Goal of the exercise: Pull out every line of the listing below that contains the word "tank", matching case exactly.

Listing from a dataset:
******

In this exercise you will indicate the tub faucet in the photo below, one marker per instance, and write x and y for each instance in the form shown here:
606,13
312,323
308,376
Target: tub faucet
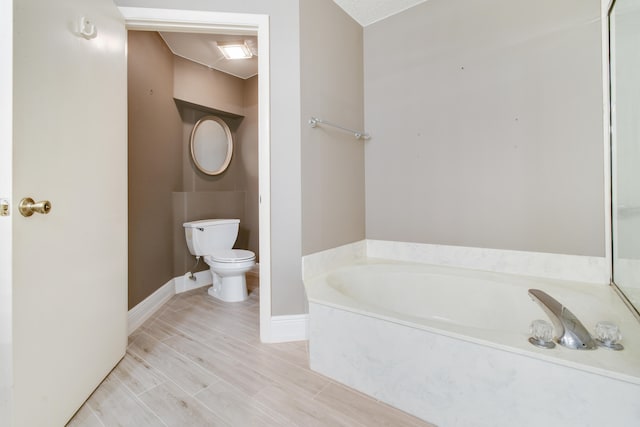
570,332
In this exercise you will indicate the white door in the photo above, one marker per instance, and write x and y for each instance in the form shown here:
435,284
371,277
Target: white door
69,147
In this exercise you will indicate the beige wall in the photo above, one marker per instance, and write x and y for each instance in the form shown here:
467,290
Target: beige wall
487,125
332,159
166,189
155,135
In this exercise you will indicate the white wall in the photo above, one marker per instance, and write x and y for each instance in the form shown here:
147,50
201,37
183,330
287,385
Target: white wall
332,159
286,278
487,125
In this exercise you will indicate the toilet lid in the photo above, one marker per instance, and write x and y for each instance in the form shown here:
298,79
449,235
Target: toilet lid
232,255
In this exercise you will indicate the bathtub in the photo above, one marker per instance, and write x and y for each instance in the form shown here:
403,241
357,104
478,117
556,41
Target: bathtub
450,345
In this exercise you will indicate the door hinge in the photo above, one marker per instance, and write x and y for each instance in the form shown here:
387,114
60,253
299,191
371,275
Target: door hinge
4,207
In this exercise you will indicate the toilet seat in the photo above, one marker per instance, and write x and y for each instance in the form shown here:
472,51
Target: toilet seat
231,256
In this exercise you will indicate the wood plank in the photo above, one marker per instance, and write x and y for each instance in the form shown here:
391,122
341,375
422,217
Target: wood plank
115,405
138,375
176,408
236,407
188,375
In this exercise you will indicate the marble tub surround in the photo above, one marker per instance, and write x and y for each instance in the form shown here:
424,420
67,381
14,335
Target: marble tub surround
553,266
452,382
321,262
468,362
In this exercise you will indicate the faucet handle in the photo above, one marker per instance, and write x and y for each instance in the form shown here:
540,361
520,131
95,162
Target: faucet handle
541,334
607,335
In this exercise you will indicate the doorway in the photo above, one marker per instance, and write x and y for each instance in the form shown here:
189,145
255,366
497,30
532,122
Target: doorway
214,22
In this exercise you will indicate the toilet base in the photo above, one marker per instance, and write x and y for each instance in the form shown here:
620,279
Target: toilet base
229,288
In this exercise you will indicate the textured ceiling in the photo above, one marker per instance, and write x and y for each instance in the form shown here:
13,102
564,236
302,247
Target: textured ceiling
367,12
202,48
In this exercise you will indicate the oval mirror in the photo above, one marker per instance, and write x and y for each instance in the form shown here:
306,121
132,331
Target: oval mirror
211,145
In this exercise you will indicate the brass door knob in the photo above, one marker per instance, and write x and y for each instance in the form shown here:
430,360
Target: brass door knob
27,206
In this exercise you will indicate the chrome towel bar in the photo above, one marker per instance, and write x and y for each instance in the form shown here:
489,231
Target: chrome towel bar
314,121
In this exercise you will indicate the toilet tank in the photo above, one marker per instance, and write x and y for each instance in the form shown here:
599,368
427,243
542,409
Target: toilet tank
208,235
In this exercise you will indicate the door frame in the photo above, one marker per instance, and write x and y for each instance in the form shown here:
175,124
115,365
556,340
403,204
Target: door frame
6,192
193,21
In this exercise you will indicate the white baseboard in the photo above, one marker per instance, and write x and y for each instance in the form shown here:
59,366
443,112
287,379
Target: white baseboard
184,284
289,328
145,309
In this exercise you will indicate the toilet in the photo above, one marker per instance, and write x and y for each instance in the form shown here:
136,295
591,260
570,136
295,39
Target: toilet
213,239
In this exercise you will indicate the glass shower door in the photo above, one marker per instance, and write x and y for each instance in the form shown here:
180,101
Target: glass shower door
624,21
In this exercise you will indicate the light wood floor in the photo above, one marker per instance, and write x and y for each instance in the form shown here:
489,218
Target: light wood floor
198,362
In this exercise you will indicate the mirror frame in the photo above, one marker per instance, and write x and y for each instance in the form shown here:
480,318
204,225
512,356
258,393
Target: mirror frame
227,132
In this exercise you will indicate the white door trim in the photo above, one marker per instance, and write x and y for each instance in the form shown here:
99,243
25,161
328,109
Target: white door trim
6,172
203,21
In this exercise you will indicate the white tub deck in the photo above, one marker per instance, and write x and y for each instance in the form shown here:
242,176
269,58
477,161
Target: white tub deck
453,349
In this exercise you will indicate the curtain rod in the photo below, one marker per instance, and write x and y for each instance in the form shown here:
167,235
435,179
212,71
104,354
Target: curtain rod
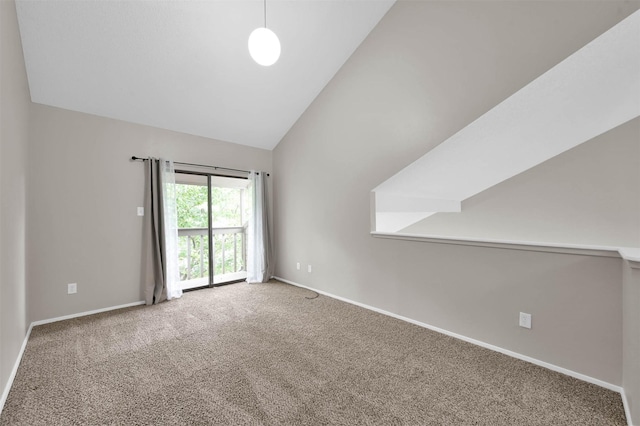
134,158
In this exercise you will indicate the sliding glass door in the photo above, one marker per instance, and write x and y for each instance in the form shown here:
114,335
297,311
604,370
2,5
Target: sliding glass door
212,224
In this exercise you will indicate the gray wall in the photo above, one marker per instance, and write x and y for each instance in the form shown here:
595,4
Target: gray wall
82,222
588,195
427,70
14,114
631,336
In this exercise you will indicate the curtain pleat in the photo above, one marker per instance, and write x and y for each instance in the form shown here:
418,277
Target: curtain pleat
259,249
154,253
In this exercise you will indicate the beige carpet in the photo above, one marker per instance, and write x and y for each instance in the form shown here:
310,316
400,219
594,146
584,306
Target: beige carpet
263,354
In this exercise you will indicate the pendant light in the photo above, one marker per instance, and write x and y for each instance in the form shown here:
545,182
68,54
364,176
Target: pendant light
264,45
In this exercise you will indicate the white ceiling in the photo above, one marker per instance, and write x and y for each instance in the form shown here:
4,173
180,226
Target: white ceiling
184,65
592,91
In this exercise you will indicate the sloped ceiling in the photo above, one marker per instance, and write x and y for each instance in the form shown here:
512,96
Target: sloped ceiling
592,91
184,65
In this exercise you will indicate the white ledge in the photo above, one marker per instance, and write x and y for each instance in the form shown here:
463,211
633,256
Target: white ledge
631,254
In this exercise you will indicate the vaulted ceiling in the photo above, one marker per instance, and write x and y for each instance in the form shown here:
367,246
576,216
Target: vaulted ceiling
185,65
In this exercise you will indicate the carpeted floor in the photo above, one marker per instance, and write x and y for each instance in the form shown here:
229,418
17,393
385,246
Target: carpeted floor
264,355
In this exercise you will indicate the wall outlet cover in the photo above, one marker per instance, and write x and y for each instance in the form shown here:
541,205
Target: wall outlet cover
525,320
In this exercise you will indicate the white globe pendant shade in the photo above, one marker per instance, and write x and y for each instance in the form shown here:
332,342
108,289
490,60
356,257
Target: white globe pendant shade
264,46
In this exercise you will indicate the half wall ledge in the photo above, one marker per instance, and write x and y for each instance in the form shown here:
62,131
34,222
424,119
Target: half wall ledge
631,254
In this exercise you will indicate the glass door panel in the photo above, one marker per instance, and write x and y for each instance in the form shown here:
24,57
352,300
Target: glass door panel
193,230
229,214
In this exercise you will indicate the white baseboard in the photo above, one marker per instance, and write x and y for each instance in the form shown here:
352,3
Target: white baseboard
517,355
625,403
12,376
84,314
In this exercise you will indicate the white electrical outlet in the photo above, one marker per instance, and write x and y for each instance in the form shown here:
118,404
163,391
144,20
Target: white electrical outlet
525,320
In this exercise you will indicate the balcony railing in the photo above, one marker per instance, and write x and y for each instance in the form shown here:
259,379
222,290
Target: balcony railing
229,255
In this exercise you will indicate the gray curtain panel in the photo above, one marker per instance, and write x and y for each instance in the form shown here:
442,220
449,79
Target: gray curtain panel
266,230
154,271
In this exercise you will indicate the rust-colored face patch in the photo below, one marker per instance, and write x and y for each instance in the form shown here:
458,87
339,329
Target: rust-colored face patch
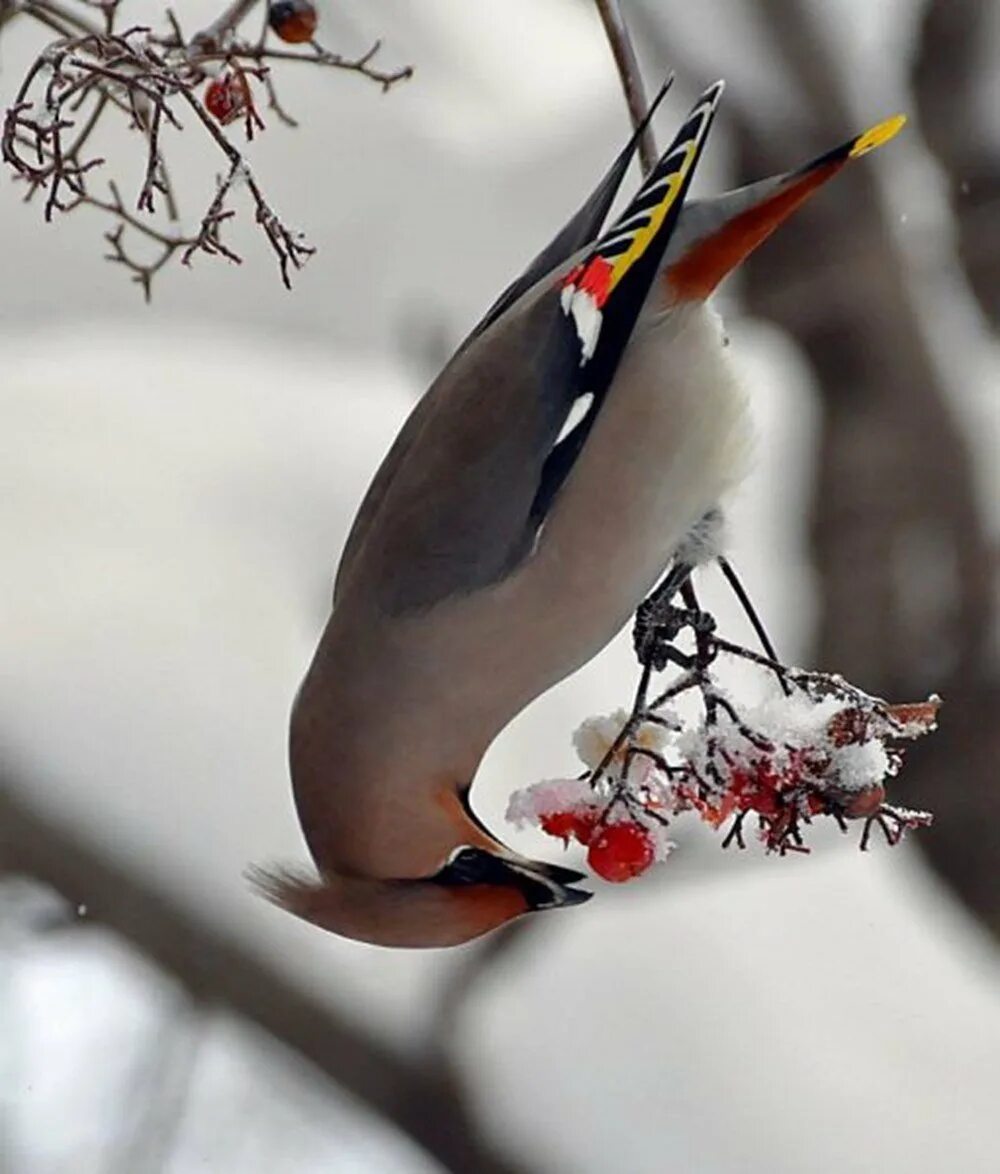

******

Final result:
In this exercise you will indicate the toilet tank in the photo above, one marker per instance, and write x and y for each instance in the form shown here:
Target: toilet tank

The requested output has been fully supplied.